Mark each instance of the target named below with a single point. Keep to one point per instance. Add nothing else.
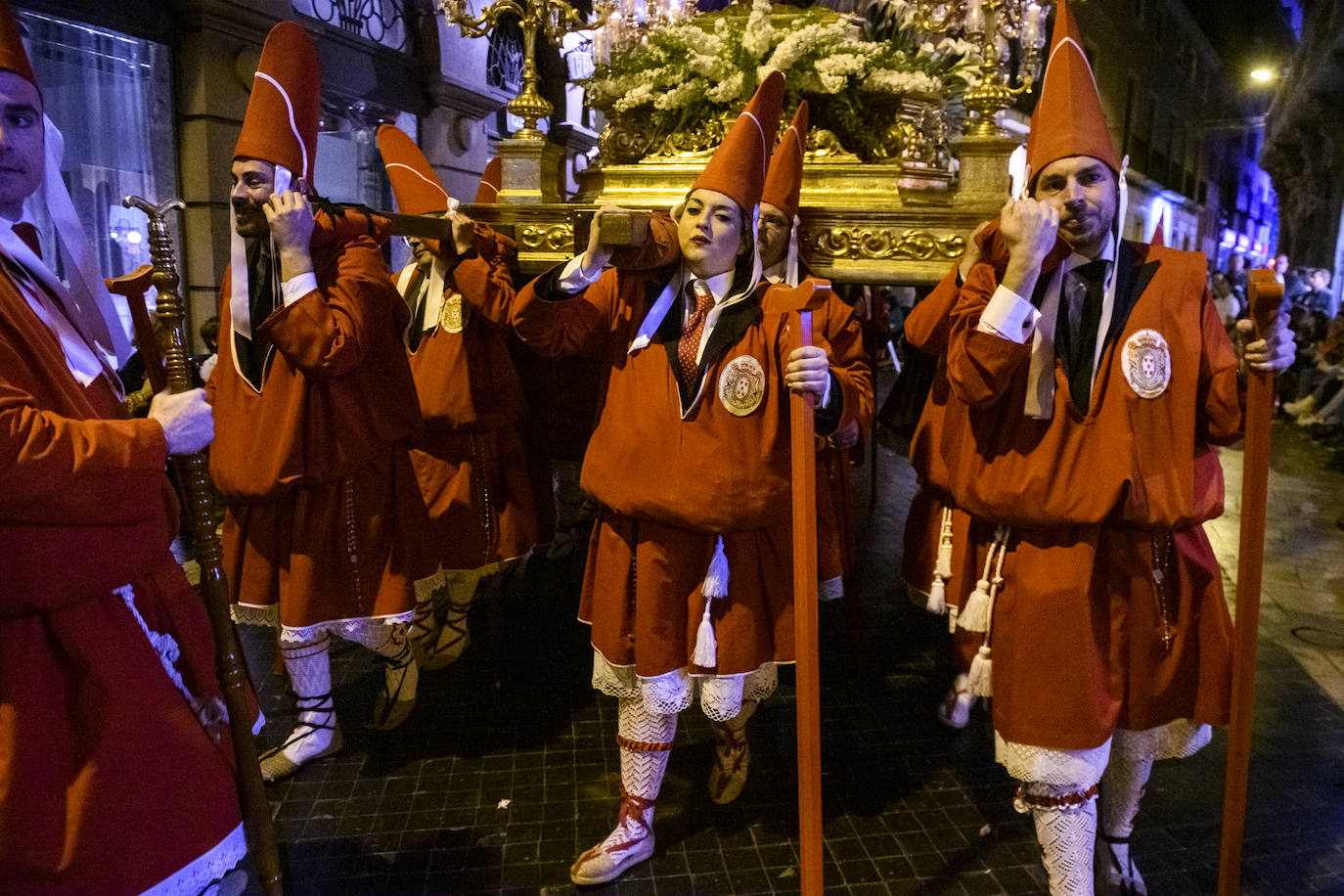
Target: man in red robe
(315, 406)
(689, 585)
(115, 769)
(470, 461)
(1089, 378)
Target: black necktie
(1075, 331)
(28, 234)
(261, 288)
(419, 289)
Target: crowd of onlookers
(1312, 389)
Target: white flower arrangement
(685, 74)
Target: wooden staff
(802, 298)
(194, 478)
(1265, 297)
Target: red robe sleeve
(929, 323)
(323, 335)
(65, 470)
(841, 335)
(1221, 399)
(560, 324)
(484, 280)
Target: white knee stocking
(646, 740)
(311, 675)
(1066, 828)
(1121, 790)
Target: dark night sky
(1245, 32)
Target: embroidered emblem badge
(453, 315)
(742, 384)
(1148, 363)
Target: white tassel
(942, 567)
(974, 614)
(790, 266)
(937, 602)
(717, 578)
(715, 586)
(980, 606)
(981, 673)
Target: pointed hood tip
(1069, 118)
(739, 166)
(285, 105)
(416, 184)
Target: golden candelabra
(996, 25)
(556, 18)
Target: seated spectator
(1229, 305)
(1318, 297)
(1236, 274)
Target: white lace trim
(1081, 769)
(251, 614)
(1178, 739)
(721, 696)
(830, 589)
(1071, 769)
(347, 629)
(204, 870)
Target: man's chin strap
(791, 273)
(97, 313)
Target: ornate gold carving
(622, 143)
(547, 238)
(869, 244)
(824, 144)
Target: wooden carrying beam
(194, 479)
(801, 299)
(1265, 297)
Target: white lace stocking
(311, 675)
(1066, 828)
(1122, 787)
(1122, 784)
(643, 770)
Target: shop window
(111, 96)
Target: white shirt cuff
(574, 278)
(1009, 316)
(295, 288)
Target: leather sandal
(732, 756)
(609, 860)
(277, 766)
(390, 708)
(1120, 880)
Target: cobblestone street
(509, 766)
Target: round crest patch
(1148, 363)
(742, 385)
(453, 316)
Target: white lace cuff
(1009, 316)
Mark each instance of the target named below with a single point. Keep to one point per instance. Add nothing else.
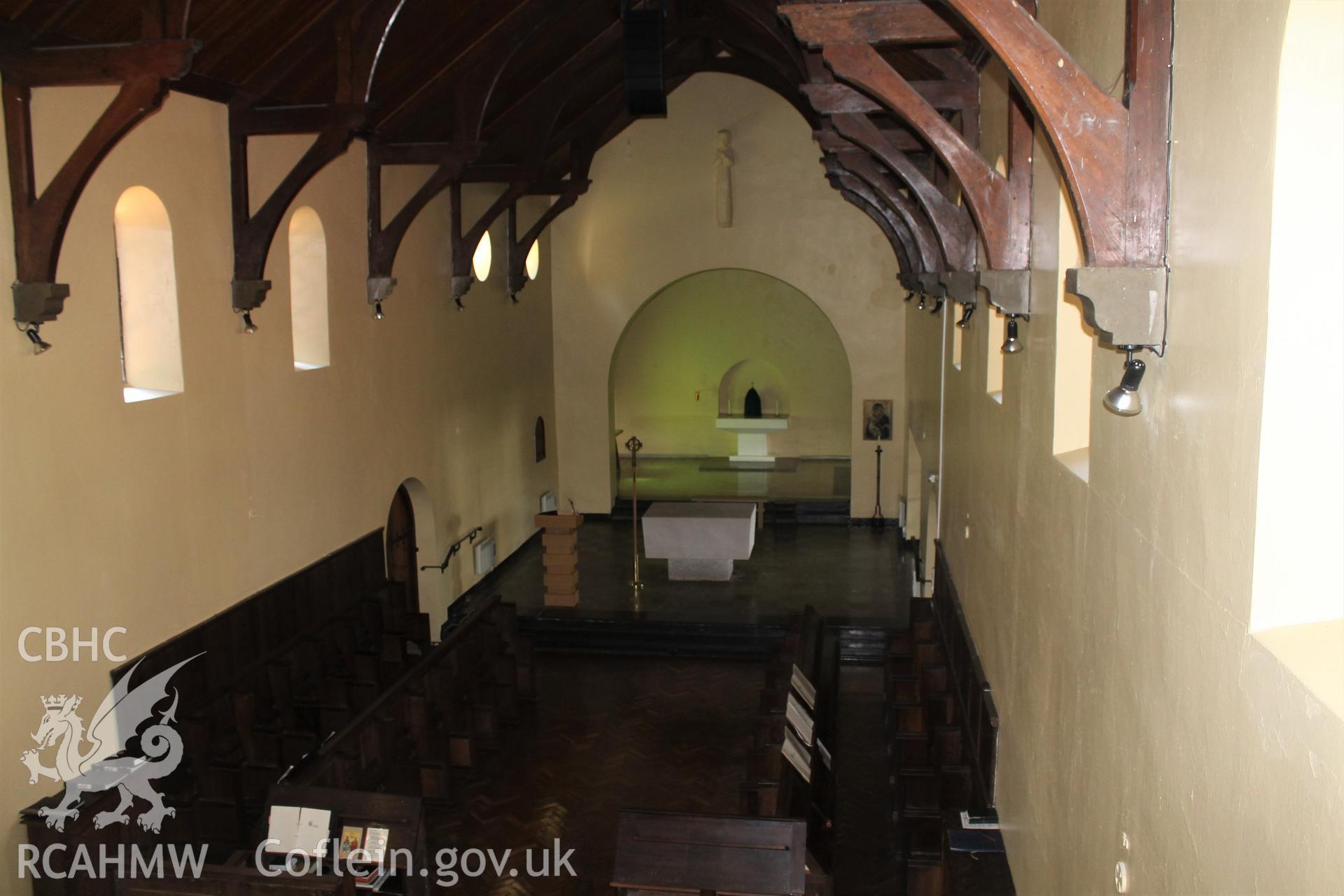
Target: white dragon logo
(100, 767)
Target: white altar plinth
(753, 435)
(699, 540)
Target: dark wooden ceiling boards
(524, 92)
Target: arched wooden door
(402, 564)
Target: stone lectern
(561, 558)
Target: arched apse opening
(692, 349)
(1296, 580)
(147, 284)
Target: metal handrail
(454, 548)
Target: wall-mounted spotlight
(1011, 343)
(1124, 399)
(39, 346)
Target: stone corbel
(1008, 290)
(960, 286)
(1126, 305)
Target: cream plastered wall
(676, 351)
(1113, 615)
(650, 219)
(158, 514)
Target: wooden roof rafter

Job:
Return every item above line for line, unchanged, and leave out the pictures.

Written answer:
Mark each instance of the target named below with a single point. Keep to one point per instance. Add nothing else.
Target: man in red robe
(315, 406)
(689, 585)
(115, 769)
(470, 461)
(1089, 378)
Target: black necktie
(1075, 331)
(28, 234)
(261, 288)
(419, 289)
Target: crowd of onlookers
(1312, 389)
Target: white flower arrangement
(685, 74)
Target: wooden staff
(802, 298)
(194, 478)
(1265, 297)
Target: red robe sleeve
(929, 323)
(323, 335)
(65, 470)
(841, 335)
(1221, 399)
(560, 324)
(484, 280)
Target: white knee stocking
(646, 740)
(311, 675)
(1066, 828)
(1121, 790)
Target: dark night sky
(1245, 32)
Target: embroidered emblem badge
(453, 315)
(742, 384)
(1148, 363)
Target: white tassel
(942, 567)
(974, 614)
(790, 266)
(937, 602)
(717, 578)
(715, 586)
(980, 606)
(981, 673)
Target: pointed hood tip
(1069, 118)
(739, 166)
(285, 105)
(416, 184)
Target: golden candelabra
(996, 25)
(556, 18)
Target: seated spectator
(1229, 305)
(1318, 297)
(1236, 274)
Target: white lace trim
(1081, 769)
(251, 614)
(1178, 739)
(721, 696)
(830, 589)
(1071, 769)
(347, 629)
(204, 870)
Target: man's chin strap
(791, 273)
(97, 313)
Target: ornate gold carving
(622, 143)
(547, 238)
(869, 244)
(824, 144)
Target: wooden carrying beam
(194, 479)
(801, 299)
(1265, 297)
Target: white lace stocking
(311, 675)
(1066, 828)
(1122, 787)
(1122, 784)
(643, 770)
Target: shop window
(111, 96)
Target: white shirt cuff
(574, 278)
(1009, 316)
(295, 288)
Target: leather sandal
(732, 756)
(609, 860)
(277, 766)
(390, 708)
(1120, 880)
Target: cobblestone street
(509, 766)
Target: round crest patch
(1148, 363)
(742, 385)
(453, 316)
Target: white lace cuff
(1009, 316)
Mark each instance of the target named below with a single point. Keep to one point per instance. Add nothing else.
Target: white dragon logo
(100, 767)
Target: white altar plinth
(753, 435)
(699, 540)
Target: dark wooden ceiling boards
(524, 92)
Target: arched wooden door
(402, 564)
Target: stone lectern
(561, 558)
Target: arched apse opening
(692, 349)
(1296, 580)
(147, 284)
Target: metal handrail
(454, 548)
Target: wall-mounted spotlight
(1011, 343)
(1124, 399)
(39, 346)
Target: stone corbel
(1008, 290)
(960, 286)
(1126, 305)
Target: cream plastered wall
(676, 351)
(1113, 615)
(650, 219)
(158, 514)
Target: wooden roof rafter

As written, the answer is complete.